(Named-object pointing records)
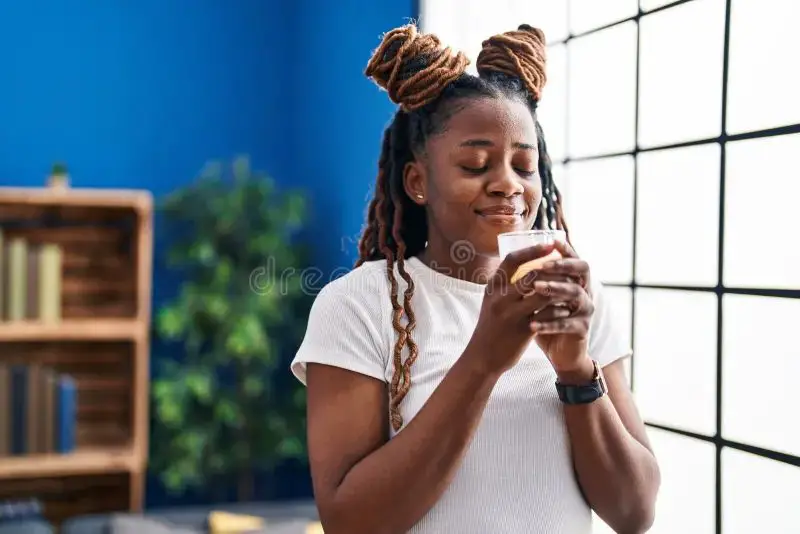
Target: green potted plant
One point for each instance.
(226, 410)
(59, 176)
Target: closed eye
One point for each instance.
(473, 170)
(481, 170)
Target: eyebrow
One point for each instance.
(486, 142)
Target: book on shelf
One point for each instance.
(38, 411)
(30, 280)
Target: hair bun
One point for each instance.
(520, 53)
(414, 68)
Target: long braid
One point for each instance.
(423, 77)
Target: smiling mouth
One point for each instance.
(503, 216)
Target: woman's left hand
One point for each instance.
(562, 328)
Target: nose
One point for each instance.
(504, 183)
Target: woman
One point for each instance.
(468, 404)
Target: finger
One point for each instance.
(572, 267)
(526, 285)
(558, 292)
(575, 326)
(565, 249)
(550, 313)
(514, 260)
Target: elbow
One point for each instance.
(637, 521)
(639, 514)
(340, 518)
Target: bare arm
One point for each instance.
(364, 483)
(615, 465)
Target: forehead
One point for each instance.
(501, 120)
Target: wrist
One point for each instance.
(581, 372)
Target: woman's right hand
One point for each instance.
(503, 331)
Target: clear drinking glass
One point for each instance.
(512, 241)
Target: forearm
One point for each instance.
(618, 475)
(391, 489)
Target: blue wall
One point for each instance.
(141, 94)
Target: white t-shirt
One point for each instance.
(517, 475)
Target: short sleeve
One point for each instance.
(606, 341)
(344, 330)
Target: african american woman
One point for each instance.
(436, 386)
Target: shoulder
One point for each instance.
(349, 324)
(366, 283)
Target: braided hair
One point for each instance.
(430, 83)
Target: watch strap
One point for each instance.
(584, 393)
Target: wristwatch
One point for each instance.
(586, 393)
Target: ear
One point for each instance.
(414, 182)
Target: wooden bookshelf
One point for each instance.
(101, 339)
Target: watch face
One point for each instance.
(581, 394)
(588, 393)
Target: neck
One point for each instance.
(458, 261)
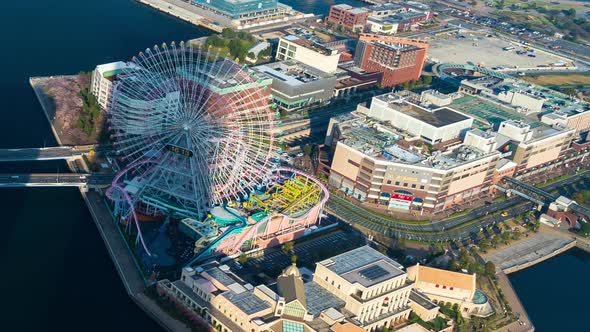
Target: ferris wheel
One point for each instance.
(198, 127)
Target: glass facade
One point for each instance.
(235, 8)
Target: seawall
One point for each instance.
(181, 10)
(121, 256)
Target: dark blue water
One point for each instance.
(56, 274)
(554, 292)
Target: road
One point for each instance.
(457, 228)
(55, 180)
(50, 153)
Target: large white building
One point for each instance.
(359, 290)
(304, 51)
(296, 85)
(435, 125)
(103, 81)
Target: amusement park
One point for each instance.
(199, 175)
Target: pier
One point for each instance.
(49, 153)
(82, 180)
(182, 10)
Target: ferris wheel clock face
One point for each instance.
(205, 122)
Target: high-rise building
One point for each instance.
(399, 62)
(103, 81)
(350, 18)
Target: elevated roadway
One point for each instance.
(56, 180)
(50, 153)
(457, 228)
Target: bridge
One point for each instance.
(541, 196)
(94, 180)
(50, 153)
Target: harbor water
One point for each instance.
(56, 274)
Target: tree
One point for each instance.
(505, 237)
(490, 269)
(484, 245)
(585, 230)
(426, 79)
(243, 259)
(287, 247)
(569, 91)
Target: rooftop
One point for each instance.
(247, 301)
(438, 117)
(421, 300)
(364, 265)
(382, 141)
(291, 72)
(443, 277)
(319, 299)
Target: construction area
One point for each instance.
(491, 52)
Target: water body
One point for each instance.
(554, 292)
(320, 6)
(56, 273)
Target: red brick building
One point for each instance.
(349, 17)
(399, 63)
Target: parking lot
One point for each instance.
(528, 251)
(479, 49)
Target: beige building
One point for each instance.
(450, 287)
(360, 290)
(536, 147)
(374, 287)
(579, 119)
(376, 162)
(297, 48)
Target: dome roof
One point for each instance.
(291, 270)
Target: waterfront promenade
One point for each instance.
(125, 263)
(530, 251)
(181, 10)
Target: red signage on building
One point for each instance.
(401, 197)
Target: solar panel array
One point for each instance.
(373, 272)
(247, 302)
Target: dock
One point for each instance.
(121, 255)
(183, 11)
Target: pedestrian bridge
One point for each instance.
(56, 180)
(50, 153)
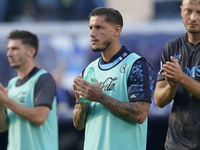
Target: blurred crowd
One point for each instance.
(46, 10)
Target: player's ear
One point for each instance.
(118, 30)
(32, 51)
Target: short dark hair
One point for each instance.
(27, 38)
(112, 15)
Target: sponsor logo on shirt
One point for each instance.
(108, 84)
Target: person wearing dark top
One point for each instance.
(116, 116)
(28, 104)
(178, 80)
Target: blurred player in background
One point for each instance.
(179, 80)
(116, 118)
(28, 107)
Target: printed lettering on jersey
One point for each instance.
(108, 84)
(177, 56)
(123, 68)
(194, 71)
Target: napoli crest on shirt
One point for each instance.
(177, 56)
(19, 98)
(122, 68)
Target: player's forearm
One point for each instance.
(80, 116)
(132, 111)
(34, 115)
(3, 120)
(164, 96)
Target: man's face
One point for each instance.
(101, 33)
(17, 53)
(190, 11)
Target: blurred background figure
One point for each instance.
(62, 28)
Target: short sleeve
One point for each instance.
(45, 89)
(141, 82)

> **Short problem**:
Starting with the line with "Target: napoli crest on shirt" and going on through the last line of the material, write every line out again, moving each point by adding 7 to both of its coordinates.

> **Complete output**:
Target: napoli crest on shirt
One point for each instance.
(184, 63)
(26, 105)
(129, 75)
Target: player's forearm
One point for each instance.
(87, 123)
(139, 118)
(41, 122)
(10, 127)
(171, 103)
Target: man's face
One point for each instance.
(108, 40)
(24, 60)
(197, 18)
Target: blurred background figure
One point for each instance.
(69, 35)
Target: short sleeve
One point for each instance.
(52, 96)
(148, 89)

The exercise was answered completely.